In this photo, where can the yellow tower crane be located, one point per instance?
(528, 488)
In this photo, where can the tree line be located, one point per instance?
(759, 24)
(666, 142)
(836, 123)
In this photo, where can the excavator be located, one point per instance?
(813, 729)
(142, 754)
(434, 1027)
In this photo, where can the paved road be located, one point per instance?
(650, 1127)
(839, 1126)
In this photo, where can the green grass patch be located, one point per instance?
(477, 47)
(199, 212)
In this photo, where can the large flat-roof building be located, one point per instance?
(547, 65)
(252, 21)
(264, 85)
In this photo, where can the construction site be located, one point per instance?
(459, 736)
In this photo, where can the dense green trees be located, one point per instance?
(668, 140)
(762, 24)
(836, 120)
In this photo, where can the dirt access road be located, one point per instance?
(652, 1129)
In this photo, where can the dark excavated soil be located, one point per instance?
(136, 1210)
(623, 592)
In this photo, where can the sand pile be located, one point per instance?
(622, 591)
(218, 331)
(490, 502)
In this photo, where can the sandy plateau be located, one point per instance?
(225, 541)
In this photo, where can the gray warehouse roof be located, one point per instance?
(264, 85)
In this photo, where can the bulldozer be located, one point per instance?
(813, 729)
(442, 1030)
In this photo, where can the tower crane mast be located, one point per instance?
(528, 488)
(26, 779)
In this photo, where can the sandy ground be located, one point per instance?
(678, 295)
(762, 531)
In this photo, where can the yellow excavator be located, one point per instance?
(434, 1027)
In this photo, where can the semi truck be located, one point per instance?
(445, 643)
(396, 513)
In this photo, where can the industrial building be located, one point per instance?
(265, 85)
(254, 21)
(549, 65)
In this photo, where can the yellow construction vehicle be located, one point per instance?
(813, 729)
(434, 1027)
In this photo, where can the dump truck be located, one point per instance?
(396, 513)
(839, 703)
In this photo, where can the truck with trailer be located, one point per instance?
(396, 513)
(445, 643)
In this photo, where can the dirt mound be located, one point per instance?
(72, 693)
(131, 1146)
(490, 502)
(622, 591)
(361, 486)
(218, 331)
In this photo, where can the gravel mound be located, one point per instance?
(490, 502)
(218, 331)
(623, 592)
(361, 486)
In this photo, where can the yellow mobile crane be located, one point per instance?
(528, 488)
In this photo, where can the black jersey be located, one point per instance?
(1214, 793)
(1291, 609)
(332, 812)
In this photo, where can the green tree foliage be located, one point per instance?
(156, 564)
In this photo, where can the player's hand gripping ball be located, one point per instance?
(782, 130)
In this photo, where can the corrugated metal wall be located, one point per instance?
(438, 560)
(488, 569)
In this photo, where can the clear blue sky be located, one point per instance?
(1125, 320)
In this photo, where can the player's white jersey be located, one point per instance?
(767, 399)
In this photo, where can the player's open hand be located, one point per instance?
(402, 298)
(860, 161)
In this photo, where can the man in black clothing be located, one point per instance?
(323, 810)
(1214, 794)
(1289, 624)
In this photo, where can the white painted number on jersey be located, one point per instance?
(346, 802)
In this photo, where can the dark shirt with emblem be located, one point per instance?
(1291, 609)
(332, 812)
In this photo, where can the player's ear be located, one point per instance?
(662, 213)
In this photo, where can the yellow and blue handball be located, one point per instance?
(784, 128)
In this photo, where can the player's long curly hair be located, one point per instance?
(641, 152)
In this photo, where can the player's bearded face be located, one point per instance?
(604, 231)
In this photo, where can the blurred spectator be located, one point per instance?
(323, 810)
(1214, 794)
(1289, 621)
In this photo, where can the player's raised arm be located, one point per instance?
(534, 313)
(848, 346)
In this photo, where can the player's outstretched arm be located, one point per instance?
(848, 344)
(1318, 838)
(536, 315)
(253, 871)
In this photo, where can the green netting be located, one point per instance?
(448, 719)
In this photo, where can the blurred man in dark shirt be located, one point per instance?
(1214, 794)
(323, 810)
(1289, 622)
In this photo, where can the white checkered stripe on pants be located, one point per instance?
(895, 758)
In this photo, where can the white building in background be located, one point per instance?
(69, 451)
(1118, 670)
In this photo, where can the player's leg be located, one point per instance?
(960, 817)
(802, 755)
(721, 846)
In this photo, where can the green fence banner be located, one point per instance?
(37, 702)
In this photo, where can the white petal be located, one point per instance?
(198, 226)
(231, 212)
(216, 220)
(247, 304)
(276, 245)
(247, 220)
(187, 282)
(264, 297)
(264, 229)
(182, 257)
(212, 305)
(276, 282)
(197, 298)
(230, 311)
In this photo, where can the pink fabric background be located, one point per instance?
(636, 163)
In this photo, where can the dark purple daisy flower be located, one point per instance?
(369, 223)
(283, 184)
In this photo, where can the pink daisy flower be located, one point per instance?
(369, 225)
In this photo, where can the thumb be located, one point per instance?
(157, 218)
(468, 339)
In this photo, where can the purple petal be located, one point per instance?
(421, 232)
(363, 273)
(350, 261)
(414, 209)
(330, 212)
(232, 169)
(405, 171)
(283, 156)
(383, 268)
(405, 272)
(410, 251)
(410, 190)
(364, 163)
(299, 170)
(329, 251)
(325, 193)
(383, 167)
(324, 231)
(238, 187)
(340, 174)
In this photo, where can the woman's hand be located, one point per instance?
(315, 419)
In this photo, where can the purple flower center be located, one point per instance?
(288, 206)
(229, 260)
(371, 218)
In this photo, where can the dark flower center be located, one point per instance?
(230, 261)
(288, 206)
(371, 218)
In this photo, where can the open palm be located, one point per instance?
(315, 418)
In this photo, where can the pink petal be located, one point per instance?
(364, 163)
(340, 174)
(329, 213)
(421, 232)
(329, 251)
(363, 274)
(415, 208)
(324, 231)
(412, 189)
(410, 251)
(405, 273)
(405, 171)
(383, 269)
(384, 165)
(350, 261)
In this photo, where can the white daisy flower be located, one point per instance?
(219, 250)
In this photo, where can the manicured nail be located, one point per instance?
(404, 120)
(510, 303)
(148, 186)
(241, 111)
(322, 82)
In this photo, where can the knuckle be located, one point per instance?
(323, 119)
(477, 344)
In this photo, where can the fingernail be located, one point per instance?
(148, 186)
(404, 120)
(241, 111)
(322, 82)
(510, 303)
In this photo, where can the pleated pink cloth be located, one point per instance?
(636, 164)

- [Problem statement]
Every record shown above should be written out again exactly.

- [Response for this exercise]
In this photo, where can the yellow tower crane be located, one point per instance?
(528, 488)
In this photo, where can the tree line be located, one point per instance?
(759, 24)
(666, 142)
(836, 123)
In this photo, where can the excavator be located, one point per instance?
(813, 729)
(142, 754)
(434, 1027)
In this photo, where can the paved road be located, one point per instance?
(650, 1127)
(839, 1126)
In this photo, where can the green grass patch be located, one point per instance?
(477, 47)
(199, 212)
In this photo, where can the large flat-roof building be located, one point per instance?
(547, 65)
(252, 21)
(264, 85)
In this photo, where can the construction site be located, one point per instance?
(459, 736)
In this photo, where can the dense green trees be located, one point per instance?
(668, 140)
(762, 24)
(836, 120)
In this photo, where can the dirt access road be located, one point per instance?
(652, 1129)
In this photo, where can the dark excavated soil be located, one point per instance?
(136, 1210)
(623, 592)
In this photo, where can the sand pile be located, one point per instance?
(622, 591)
(218, 331)
(490, 502)
In this photo, where can the sandy plateau be located, one point per instance?
(225, 541)
In this photo, where can the gray warehouse roof be located, one point per instance?
(264, 85)
In this photo, where can the bulldozer be located, one point per instance?
(813, 729)
(442, 1030)
In this photo, where can the tower crane mast be located, one point per instance?
(528, 488)
(26, 779)
In this photo, where can the sandy ground be located, one point per instance?
(678, 295)
(762, 531)
In this photo, where can the yellow excavator be located, one point per instance?
(434, 1027)
In this photo, where can the semi truck be located, one point per instance?
(445, 643)
(396, 513)
In this photo, where can the industrial building be located, one point per instance?
(265, 85)
(254, 21)
(549, 65)
In this photo, where can the yellow construction vehicle be located, one point per instance?
(813, 729)
(434, 1027)
In this photo, where can the dump truck be located, one point per instance?
(396, 513)
(839, 703)
In this photo, where can the truck with trailer be located, one point per instance?
(396, 513)
(445, 643)
In this photo, where can the dirt mound be located, one point per instance?
(72, 693)
(131, 1146)
(490, 502)
(622, 591)
(361, 486)
(218, 331)
In this photo, where can the gravel mound be located, one point per instance?
(490, 502)
(218, 331)
(623, 592)
(361, 486)
In this photo, where can the yellow mobile crane be located, one point per instance?
(528, 488)
In this photo, where can the black jersey be located, one point per instance?
(1214, 793)
(1291, 609)
(332, 812)
In this photo, where can the green tree foliage be located, one point per instance?
(156, 564)
In this photo, where can the player's hand gripping ball be located, one point per instance?
(782, 130)
In this photo, where can the corrugated metal wall be located, one point per instance?
(438, 560)
(488, 569)
In this photo, where can the clear blue sky be located, one point per instance?
(1125, 320)
In this photo, where can the player's white jersey be located, one point per instance?
(767, 399)
In this photo, where can the player's open hand be located, one point per instance?
(402, 298)
(860, 161)
In this photo, where can the man in black clothing be located, one point per instance?
(323, 810)
(1214, 794)
(1289, 624)
In this photo, where can the white painted number on jersey be located, one point per instance?
(346, 802)
In this photo, where can the dark shirt with emblem be located, one point per instance?
(1291, 609)
(332, 812)
In this photo, where can the player's ear be located, one point per instance?
(662, 213)
In this photo, where can the yellow and blue handball be located, one point per instance?
(784, 128)
In this photo, where can the player's long curly hair be located, one point per instance?
(641, 152)
In this photo, where can the player's bearded face be located, one point per instance?
(604, 231)
In this photo, where can the blurred spectator be located, one point per instance?
(323, 810)
(1214, 794)
(1289, 621)
In this photo, where can the player's raised arm be located, one point per instance?
(534, 313)
(848, 346)
In this photo, where can the player's outstretched arm be located, one point per instance?
(848, 344)
(1318, 838)
(536, 315)
(253, 871)
In this photo, where can the green netting be located, one point per instance?
(448, 719)
In this photo, where can the blurred man in dark shirt be located, one point per instance?
(1214, 794)
(323, 810)
(1289, 622)
In this photo, where can the white checkered stripe on pants be located, one point per instance?
(895, 758)
In this photo, where can the white building in background be located, one point per instance?
(69, 451)
(1118, 670)
In this photo, where can the player's leg be located, one point per instance?
(960, 817)
(802, 755)
(721, 846)
In this photo, where can the green fence banner be located, one point per instance?
(37, 702)
In this photo, where can the white petal be located, one point per instance?
(198, 226)
(231, 212)
(216, 220)
(247, 304)
(276, 245)
(247, 220)
(187, 282)
(264, 297)
(264, 229)
(182, 257)
(212, 305)
(276, 282)
(197, 298)
(230, 311)
In this photo, where can the pink fabric background be located, one point per instance?
(636, 163)
In this photo, where can the dark purple daisy flower be located, one point per instance?
(369, 223)
(283, 184)
In this photo, where can the pink daisy flower be located, one point per instance?
(369, 225)
In this photo, where can the thumb be located, one point per instance?
(157, 218)
(468, 339)
In this photo, where can the purple petal be located, one point per instance?
(421, 232)
(363, 273)
(350, 261)
(414, 209)
(330, 212)
(232, 169)
(405, 171)
(283, 156)
(383, 268)
(405, 272)
(410, 251)
(410, 190)
(364, 163)
(299, 170)
(329, 251)
(325, 193)
(383, 167)
(324, 231)
(238, 187)
(340, 174)
In this photo, where can the woman's hand be located, one point per instance?
(315, 419)
In this photo, where can the purple flower center be located, one point per instance?
(288, 206)
(229, 260)
(371, 218)
In this photo, where can the dark flower center be located, one point per instance?
(230, 261)
(288, 206)
(371, 218)
In this photo, where can the open palm be located, one point per instance?
(315, 418)
In this photo, where can the pink petal be located, one point per instance?
(364, 163)
(340, 174)
(329, 213)
(421, 232)
(329, 251)
(363, 274)
(415, 208)
(324, 231)
(412, 189)
(410, 251)
(405, 273)
(405, 171)
(383, 269)
(384, 165)
(350, 261)
In this photo, where can the white daisy flower be located, one point per instance?
(219, 250)
In this photo, where can the manicured nail be located, one point per instance?
(404, 120)
(510, 303)
(148, 186)
(241, 111)
(322, 82)
In this photo, where can the knuckle be located, one point per instance?
(323, 119)
(477, 344)
In this photo, where can the fingernail be located, one point per instance?
(148, 186)
(404, 120)
(241, 111)
(322, 82)
(510, 303)
In this photo, where can the pleated pink cloth be located, one point per instance?
(636, 164)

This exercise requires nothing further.